SOURCE MATERIAL:

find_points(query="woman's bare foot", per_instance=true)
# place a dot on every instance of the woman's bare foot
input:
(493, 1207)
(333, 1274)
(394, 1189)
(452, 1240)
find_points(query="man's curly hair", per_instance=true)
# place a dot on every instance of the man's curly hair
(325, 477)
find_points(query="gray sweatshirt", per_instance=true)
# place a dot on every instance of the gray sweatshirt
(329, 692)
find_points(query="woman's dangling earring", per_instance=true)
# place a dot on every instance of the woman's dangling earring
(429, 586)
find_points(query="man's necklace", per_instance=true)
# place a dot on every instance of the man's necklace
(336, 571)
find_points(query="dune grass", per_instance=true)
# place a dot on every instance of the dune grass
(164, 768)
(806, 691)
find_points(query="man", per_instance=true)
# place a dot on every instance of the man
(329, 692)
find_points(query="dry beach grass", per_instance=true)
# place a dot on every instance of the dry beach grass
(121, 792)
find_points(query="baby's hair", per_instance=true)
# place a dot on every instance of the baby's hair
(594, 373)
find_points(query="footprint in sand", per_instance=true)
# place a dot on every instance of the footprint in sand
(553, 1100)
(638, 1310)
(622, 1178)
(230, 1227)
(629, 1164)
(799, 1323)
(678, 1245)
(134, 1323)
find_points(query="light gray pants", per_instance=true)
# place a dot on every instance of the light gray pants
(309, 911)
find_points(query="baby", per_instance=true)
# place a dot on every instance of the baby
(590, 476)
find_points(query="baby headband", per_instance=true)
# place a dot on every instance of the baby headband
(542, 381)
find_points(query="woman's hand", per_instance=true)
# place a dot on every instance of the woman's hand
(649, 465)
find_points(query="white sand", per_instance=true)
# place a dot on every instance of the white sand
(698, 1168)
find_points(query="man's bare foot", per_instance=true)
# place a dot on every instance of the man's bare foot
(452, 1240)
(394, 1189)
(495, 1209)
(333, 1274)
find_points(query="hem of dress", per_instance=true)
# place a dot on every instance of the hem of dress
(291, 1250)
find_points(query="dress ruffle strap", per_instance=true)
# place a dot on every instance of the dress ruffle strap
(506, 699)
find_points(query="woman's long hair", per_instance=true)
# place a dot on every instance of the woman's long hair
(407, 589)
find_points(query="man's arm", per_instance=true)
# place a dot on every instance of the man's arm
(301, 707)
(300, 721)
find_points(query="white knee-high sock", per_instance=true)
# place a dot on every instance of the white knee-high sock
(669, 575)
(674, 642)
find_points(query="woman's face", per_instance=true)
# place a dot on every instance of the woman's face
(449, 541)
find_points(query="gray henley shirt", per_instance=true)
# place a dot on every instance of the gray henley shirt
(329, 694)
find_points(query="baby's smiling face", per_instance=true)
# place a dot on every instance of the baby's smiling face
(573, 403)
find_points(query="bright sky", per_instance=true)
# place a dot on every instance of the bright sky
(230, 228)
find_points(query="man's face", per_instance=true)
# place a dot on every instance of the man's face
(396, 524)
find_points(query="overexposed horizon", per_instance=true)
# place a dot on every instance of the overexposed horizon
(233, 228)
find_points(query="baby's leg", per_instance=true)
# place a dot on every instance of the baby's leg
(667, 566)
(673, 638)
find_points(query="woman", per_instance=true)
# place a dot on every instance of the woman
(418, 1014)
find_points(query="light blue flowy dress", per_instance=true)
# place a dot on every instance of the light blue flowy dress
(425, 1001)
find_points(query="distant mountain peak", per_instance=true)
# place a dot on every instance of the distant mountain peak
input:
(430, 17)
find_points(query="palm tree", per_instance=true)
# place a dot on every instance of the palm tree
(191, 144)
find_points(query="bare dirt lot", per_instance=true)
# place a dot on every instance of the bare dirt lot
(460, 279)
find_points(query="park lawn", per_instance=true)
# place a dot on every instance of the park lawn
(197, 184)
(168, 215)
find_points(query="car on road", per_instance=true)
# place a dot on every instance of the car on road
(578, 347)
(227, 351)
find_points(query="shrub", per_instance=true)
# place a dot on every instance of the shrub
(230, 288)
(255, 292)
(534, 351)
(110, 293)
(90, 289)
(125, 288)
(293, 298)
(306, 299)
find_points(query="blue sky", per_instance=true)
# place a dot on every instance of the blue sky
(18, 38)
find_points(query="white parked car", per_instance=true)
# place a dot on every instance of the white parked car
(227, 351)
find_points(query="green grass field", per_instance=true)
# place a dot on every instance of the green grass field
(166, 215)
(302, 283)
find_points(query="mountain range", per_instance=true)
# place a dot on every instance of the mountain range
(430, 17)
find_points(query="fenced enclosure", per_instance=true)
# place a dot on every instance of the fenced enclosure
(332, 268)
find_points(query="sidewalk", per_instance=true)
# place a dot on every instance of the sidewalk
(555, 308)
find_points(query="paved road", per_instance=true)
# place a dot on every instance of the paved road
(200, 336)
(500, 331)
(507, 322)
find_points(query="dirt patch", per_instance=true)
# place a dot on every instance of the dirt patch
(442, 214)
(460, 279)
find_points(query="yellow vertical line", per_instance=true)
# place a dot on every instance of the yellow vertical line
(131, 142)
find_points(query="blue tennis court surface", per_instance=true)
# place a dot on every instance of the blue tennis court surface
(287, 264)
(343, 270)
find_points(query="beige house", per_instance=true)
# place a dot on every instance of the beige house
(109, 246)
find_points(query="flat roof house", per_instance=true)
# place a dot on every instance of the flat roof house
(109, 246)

PROBLEM REQUIREMENTS: Please print all of the material again with no alteration.

OUTPUT OF THE EXERCISE:
find_points(query="woman's bare foot", per_instance=true)
# place a dot on every instance of the woman's bare foot
input:
(493, 1207)
(333, 1274)
(394, 1189)
(452, 1240)
find_points(query="man's curly hair", per_instance=true)
# place a dot on every instance of the man's curly hair
(325, 477)
find_points(query="gray sweatshirt", per_instance=true)
# place a dot on every instance of the gray sweatshirt
(329, 692)
find_points(query="woman's dangling earring", per_instance=true)
# place a dot on every instance of the woman's dangling earring
(429, 586)
find_points(query="man's necklace", per_instance=true)
# place a dot on every instance of the man's necklace
(336, 571)
find_points(query="dune grass", per_instance=true)
# place a dot on every instance of the dune grass
(164, 768)
(806, 691)
find_points(query="man", per_instance=true)
# place a dot on every instance of the man
(329, 692)
find_points(query="dry beach grass", per_instance=true)
# place a dot on every instance of the dry beach grass
(121, 792)
find_points(query="baby's hair", per_instance=true)
# place a dot on every instance of the baby's hair
(594, 373)
find_points(query="footprint in sand", per_instance=true)
# place a dot on every instance of the footprint in sand
(553, 1100)
(638, 1310)
(622, 1178)
(230, 1227)
(629, 1164)
(799, 1323)
(678, 1245)
(134, 1323)
find_points(query="light gray pants", per_instance=true)
# place a dot on every instance of the light gray pants
(309, 911)
find_points(query="baby", per_instance=true)
# place a dot on every instance of the baby
(590, 476)
find_points(query="baby headband", per_instance=true)
# place a dot on every instance of the baby headband
(542, 381)
find_points(query="woman's hand", per_instance=true)
# place a dot on every instance of the woman's hand
(649, 465)
find_points(query="white sand", per_instance=true)
# place a dot on every instance of the white sand
(698, 1168)
find_points(query="man's bare foot", per_instance=true)
# place a dot on every instance of the man's bare foot
(452, 1240)
(394, 1189)
(495, 1209)
(333, 1274)
find_points(query="hem of dress", per_instance=true)
# place a dot on every instance of the hem of dress
(291, 1250)
find_points(query="dress ruffle strap", per_instance=true)
# place a dot on every instance of the dress ruffle strap
(506, 699)
find_points(query="woman's long hair", per_instance=true)
# place a dot on every instance of the woman's long hair
(407, 589)
find_points(query="man's arm", per_instance=true)
# place a dot on every instance of the man's arm
(301, 707)
(300, 721)
find_points(query="white knee-high sock", per_instance=true)
# place a dot on every instance of the white knee-high sock
(669, 575)
(674, 642)
find_points(query="woman's face", per_instance=true)
# place a dot on every instance of the woman's face
(449, 541)
find_points(query="gray henley shirt", per_instance=true)
# place a dot on every instance of the gray henley shirt
(329, 694)
find_points(query="baby's smiling face", per_instance=true)
# place a dot on every instance of the baby's smiling face
(573, 403)
find_points(query="bright sky", per_instance=true)
# place a dot on every instance of the bright sky
(230, 228)
find_points(query="man's face", per_instance=true)
# place a dot on every instance of the man's face
(396, 524)
find_points(query="overexposed horizon", per_instance=true)
# place a dot on every instance of the overexposed horizon
(233, 228)
find_points(query="baby's leg", per_instance=true)
# place a dot on every instance of the baby's leg
(667, 566)
(673, 638)
find_points(query="woman", per_instance=true)
# place a dot on every instance of the woman
(418, 1014)
find_points(query="light blue flowy dress", per_instance=true)
# place a dot on every instance of the light blue flowy dress
(425, 1001)
find_points(query="distant mountain peak", per_instance=true)
# place a dot on every instance of the distant mountain peak
input:
(430, 17)
find_points(query="palm tree", per_instance=true)
# place a dot on every instance of the palm tree
(191, 144)
find_points(query="bare dirt lot", per_instance=true)
# place a dot on every instance of the bare dirt lot
(460, 279)
find_points(query="park lawn", per_instance=true)
# place a dot on every instance of the park lawn
(197, 184)
(168, 215)
find_points(query="car on road", per_instance=true)
# place a dot on every instance of the car on road
(578, 347)
(227, 351)
find_points(query="shrub", per_instance=true)
# place a dot on every instance of the shrub
(230, 288)
(255, 292)
(534, 351)
(110, 293)
(90, 289)
(125, 288)
(293, 298)
(306, 299)
find_points(query="blue sky", per_instance=true)
# place a dot on every instance of the blue sky
(18, 38)
find_points(query="white parked car", per_instance=true)
# place a dot on every instance of the white parked car
(227, 351)
find_points(query="green grass field", per_instance=true)
# place a dot on every instance of the green grass field
(166, 215)
(302, 283)
find_points(query="mountain range", per_instance=true)
# place a dot on every instance of the mountain range
(430, 17)
find_points(query="fenced enclosure", per_instance=true)
# place a dot on every instance of the fenced enclosure
(332, 268)
find_points(query="sidewalk", per_instance=true)
# place a dot on every instance of the sidewalk
(555, 308)
find_points(query="paved road", per_instance=true)
# place a dot on every instance of the paved road
(200, 336)
(500, 331)
(507, 322)
find_points(query="dirt patch", per_instance=true)
# place a dot on every instance of the dirt patch
(442, 214)
(460, 279)
find_points(query="yellow vertical line", per_instance=true)
# place a dot on every instance of the yellow vertical line
(131, 142)
find_points(query="blue tennis court surface", per_instance=true)
# place a dot on every instance of the blue tennis court surface
(287, 264)
(343, 270)
find_points(query="beige house", per_instance=true)
# place a dot on every instance of the beige house
(109, 246)
find_points(query="flat roof house", per_instance=true)
# place a dot on every instance of the flat roof house
(109, 246)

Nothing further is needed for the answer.